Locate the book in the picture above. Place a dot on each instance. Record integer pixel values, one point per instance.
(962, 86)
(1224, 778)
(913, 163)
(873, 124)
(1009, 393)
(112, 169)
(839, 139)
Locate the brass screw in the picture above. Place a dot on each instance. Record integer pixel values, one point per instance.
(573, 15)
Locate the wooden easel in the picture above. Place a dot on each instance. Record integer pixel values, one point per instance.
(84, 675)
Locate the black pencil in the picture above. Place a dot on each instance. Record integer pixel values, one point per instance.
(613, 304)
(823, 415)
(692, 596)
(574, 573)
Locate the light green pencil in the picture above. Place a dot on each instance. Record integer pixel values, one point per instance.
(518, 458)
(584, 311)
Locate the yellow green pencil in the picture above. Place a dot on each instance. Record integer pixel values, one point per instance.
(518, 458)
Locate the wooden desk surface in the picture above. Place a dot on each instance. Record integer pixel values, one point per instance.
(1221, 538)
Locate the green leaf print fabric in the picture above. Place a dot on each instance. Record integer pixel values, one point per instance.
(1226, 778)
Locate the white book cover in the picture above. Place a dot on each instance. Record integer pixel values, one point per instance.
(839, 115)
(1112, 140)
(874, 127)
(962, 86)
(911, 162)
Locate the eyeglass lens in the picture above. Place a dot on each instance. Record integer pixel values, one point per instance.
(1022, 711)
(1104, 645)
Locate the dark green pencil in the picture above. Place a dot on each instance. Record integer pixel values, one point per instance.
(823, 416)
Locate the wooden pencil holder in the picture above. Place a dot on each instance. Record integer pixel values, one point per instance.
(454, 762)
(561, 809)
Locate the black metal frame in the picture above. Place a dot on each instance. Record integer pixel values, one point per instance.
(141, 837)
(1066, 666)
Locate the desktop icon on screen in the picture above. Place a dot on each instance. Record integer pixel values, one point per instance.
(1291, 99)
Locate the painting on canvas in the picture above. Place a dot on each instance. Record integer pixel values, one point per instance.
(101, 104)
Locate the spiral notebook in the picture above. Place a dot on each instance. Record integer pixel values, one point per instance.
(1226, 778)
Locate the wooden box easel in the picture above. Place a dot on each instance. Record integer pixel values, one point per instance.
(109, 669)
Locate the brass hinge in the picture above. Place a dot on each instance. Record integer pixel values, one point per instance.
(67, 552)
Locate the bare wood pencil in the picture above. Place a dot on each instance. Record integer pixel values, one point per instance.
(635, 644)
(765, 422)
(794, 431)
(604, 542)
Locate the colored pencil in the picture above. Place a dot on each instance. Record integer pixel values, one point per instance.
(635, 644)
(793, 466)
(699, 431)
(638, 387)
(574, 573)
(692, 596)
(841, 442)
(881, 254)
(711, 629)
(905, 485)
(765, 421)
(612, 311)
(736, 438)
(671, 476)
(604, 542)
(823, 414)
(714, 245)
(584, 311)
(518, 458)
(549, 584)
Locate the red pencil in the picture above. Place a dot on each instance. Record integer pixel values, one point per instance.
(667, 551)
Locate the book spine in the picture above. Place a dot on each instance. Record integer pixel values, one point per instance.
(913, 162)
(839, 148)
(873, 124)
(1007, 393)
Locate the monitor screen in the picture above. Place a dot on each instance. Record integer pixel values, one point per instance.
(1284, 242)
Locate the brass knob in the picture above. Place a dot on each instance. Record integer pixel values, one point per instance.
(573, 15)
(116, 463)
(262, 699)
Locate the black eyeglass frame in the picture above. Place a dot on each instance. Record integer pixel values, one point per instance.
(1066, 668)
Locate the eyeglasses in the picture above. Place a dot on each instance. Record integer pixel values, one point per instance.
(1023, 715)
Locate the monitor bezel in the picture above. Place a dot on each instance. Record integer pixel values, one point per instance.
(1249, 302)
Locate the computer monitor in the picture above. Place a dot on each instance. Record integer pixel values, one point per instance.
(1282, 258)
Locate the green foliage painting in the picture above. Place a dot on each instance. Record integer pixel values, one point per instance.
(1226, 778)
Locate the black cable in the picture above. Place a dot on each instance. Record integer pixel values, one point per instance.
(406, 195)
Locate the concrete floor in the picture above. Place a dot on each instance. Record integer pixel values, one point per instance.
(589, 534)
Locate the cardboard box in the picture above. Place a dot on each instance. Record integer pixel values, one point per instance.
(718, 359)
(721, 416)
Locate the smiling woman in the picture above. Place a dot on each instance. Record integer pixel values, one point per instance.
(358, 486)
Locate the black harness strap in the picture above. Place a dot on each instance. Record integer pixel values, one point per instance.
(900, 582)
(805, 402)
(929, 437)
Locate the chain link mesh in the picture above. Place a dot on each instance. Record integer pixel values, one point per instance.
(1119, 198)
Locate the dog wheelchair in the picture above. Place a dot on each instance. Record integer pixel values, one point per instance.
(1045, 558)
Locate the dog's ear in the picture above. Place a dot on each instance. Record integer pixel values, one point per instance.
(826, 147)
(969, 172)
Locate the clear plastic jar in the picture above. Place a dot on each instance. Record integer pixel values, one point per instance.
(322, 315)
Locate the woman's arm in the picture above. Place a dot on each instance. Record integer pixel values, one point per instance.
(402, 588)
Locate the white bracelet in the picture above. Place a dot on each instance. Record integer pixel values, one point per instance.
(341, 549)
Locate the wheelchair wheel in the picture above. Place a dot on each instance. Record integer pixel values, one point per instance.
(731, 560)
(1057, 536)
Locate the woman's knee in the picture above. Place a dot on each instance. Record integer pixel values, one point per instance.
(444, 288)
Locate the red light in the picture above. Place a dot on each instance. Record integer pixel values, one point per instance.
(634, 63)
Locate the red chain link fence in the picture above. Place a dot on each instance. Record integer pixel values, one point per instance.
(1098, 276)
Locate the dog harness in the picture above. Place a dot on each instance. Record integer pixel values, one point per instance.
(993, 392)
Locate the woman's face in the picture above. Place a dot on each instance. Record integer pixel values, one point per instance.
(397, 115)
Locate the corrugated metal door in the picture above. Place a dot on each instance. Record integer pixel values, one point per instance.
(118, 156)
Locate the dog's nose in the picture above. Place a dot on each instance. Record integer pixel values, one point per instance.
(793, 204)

### Task goal:
Rewrite all of the rows above as a numbered list, leaving out any blank lines.

### Final result:
1. Locate the book in the picture above. Place a dot on each instance. Record integer pixel values, one point per instance.
2. (962, 86)
3. (1224, 778)
4. (913, 163)
5. (873, 124)
6. (1009, 393)
7. (112, 169)
8. (839, 139)
9. Locate the brass screw in the picture above. Place a dot on each instance. Record integer pixel values, one point per instance.
10. (573, 15)
11. Locate the wooden easel in the picture above. Place a dot on each instance. Record integer pixel values, one point per instance.
12. (84, 675)
13. Locate the black pencil in the picture above. Place a dot on each instance. Record integer pixel values, one point per instance.
14. (613, 304)
15. (823, 415)
16. (692, 596)
17. (574, 573)
18. Locate the light green pencil in the picture above. Place a dot on each instance. Record integer pixel values, one point per instance.
19. (518, 458)
20. (584, 311)
21. Locate the yellow green pencil in the picture above. Place a dot on each instance. Record integer pixel values, one point per instance.
22. (518, 458)
23. Locate the wooden desk surface in the picture above. Place a dot on each instance. Record integer pixel values, one point per instance.
24. (1221, 538)
25. Locate the green leaf print fabric in the picture above. Place a dot on each instance. Record integer pixel values, one point per instance.
26. (1226, 778)
27. Locate the white book cover in the picture above. Place a dot on each instance. Record integer pixel values, one point per instance.
28. (839, 115)
29. (1112, 140)
30. (874, 127)
31. (962, 86)
32. (911, 162)
33. Locate the eyeglass lens in the picture above. Place a dot on each instance. Record integer pixel values, one point per instance.
34. (1022, 711)
35. (1104, 645)
36. Locate the dark green pencil in the picture above. Place a dot on each instance. Record integer pixel values, one point per instance.
37. (823, 416)
38. Locate the wooden pencil holder in the picture above. Place a dot on each instance. Record integer pixel values, one point per instance.
39. (454, 762)
40. (561, 809)
41. Locate the black metal frame in the picture above. Place a dot on each instance. Record integer pixel values, one point per instance.
42. (141, 837)
43. (1066, 666)
44. Locate the desktop icon on screen in the picture above. Place a dot on each instance. Record integer pixel values, one point per instance.
45. (1291, 99)
46. Locate the painting on canvas in the picture above. Place a dot on each instance. Record integer pixel values, one point per instance.
47. (101, 104)
48. Locate the spiral notebook in the picture above. Place a dot on each instance. Record integer pixel values, one point per instance.
49. (1226, 778)
50. Locate the wooden box easel in the picture above. Place a dot on each instance. Record integer pixel values, one point per instance.
51. (109, 669)
52. Locate the brass hinge in the picture above. Place a dot on each instance. Record integer pixel values, one point per instance.
53. (67, 552)
54. Locate the bare wood pencil in the picture above. Place a dot on each instance. Record integer pixel values, one point per instance.
55. (635, 644)
56. (765, 422)
57. (794, 431)
58. (604, 542)
59. Locate the colored pencil in the picture above. Place a dot on each instance. Record integer pixel values, one point per instance.
60. (635, 644)
61. (793, 466)
62. (699, 431)
63. (638, 387)
64. (574, 573)
65. (692, 596)
66. (841, 442)
67. (881, 254)
68. (711, 629)
69. (905, 485)
70. (765, 421)
71. (612, 311)
72. (736, 438)
73. (671, 476)
74. (604, 542)
75. (823, 414)
76. (714, 245)
77. (584, 311)
78. (518, 458)
79. (549, 584)
80. Locate the red pencil in the picture above. Place a dot on each instance. Record integer pixel values, one point per instance.
81. (667, 551)
82. Locate the book spine in the picture above. Place a dot on each instance. Record integer pixel values, one point per instance.
83. (913, 162)
84. (839, 148)
85. (873, 124)
86. (1007, 393)
87. Locate the monitor screen in the picture above. Place a dot on each instance. Record integer pixel values, one point per instance.
88. (1284, 242)
89. Locate the brass knob in the picture above. Place a dot on each instance. Record integer pixel values, one point per instance.
90. (573, 15)
91. (116, 463)
92. (262, 699)
93. Locate the black eyeglass frame in the picture above. Place a dot on each instance. Record integer pixel values, one point per instance.
94. (1066, 668)
95. Locate the eyeglasses in the picture above. Place a dot on each instance. Record integer pixel values, one point per instance.
96. (1023, 715)
97. Locate the monitor bezel in the picture above. Place a dot on each instance. Record integer pixel values, one point per instance.
98. (1249, 302)
99. Locate the computer monitor in the picture above. Place a dot on each instance. Record integer pixel values, one point per instance.
100. (1282, 258)
101. Locate the green foliage painting in the picture above. Place a dot on each instance. Record integer pixel values, one point per instance.
102. (1226, 778)
103. Locate the black cable in the picture above. Place a dot on each instance. Record integer pixel values, one point per instance.
104. (406, 195)
105. Locate the concrete floor in the picture above. Place a dot on each instance. Record integer pixel values, one point per instance.
106. (589, 534)
107. Locate the cardboard box in the picture above. Place a dot on each instance. Record integer pixel values, one point per instance.
108. (718, 359)
109. (721, 416)
110. Locate the smiling woman in the picture above. Place a dot on each instance. Record integer pixel values, one point per instance.
111. (358, 486)
112. Locate the black harness strap in the picture above. Place a dot on each instance. Record integer pixel values, one point per instance.
113. (900, 582)
114. (805, 402)
115. (929, 437)
116. Locate the chain link mesh in the picture above. Place a dot on each instance. Record integer pixel values, one point per instance.
117. (1119, 198)
118. Locate the dog wheelchair in the picture above. Place a dot on each instance. Record integer pixel values, one point per instance.
119. (1045, 558)
120. Locate the dog's ear in the picture above. Place a dot on each instance. Record integer pixel values, one point per instance.
121. (826, 147)
122. (969, 172)
123. Locate the clear plastic jar in the picture above. Place a dot on each instance. Record integer pixel values, one point per instance.
124. (322, 315)
125. Locate the woman's arm in the picture above. Place a dot on each instance. Record integer pixel values, one point per instance.
126. (402, 588)
127. Locate the white bracelet in the picture above. Place a dot on each instance. Record integer pixel values, one point per instance.
128. (341, 549)
129. Locate the wheelchair wheel in the picture above. Place a dot on each instance. Record integer pixel values, one point per instance.
130. (731, 560)
131. (1057, 536)
132. Locate the woman's knee in the picture above. Place a dot on each instance. Record integer pixel values, one point per instance.
133. (444, 288)
134. Locate the red light in the picture above. Place a dot on each instance. Record integer pixel values, one point per instance.
135. (634, 63)
136. Locate the red chain link fence in the picture above. Place a dot on each instance. Record integer pixel values, one point per instance.
137. (1098, 276)
138. Locate the dog harness in the picture above. Place a dot on each instance. Record integer pixel values, one point per instance.
139. (993, 392)
140. Locate the woman's face in the picture above. Place a dot on each instance. Record integer pixel values, one point per instance.
141. (397, 115)
142. Locate the corrugated metal door in the picture above. Place a dot on each instance. Record integer pixel values, one point per instance.
143. (118, 156)
144. Locate the dog's nose in the picture above. Place a dot on each instance. Record integer pixel values, one point per instance.
145. (793, 204)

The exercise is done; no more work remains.